Rows drawn from a dataset:
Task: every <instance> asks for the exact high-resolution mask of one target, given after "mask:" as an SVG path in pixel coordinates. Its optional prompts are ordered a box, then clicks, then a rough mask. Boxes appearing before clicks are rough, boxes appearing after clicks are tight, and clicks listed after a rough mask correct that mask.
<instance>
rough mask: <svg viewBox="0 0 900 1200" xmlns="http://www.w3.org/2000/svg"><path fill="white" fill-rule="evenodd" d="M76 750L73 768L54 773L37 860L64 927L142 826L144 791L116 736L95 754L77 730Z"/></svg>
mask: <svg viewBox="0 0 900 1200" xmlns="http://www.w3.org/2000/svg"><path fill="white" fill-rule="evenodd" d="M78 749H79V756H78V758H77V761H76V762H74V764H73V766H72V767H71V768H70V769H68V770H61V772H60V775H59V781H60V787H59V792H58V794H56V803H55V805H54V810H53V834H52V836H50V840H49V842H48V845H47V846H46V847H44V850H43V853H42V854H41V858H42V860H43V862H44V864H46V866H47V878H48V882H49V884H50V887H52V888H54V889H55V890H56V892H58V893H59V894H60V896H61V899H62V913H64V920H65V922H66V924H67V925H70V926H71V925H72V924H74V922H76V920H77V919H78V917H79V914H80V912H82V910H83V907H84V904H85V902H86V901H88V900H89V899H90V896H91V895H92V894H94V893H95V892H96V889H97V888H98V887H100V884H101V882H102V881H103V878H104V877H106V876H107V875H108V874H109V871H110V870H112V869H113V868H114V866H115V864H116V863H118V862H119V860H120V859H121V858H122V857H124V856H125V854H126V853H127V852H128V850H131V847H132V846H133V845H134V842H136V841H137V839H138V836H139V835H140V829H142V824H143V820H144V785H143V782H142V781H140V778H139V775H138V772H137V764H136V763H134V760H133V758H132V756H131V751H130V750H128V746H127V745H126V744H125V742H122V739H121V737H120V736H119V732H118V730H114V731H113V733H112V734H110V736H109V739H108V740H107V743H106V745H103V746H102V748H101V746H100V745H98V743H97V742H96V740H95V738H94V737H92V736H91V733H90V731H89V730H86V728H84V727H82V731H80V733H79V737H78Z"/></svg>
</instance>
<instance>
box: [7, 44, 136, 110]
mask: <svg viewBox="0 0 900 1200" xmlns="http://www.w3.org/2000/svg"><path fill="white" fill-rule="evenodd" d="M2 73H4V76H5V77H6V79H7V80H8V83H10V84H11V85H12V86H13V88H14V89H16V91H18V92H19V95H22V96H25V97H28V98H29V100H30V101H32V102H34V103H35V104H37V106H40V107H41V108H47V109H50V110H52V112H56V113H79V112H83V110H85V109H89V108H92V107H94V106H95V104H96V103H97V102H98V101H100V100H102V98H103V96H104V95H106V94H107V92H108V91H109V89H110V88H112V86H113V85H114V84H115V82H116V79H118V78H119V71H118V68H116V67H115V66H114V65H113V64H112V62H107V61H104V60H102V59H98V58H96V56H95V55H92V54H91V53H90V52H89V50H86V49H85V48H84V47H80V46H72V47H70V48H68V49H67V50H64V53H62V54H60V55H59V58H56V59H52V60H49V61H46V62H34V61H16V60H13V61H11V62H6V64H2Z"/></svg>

◆ WHAT THE TASK REQUIRES
Render the rows from the very first line through the line containing "rough mask: <svg", inclusive, as a numbered list. Leave out any blank lines.

◆ OUTPUT
1. Task: every <instance> asks for the exact high-resolution mask of one target, given after "mask:" as an SVG path in pixel coordinates. Its optional prompts are ordered a box, then clicks, then a rough mask. Boxes appearing before clicks are rough, boxes appearing after clicks are tight, and clicks listed after a rough mask correct that mask.
2. <instance>
3. rough mask: <svg viewBox="0 0 900 1200" xmlns="http://www.w3.org/2000/svg"><path fill="white" fill-rule="evenodd" d="M76 750L73 768L54 773L37 860L64 927L142 826L144 791L116 736L95 754L77 730Z"/></svg>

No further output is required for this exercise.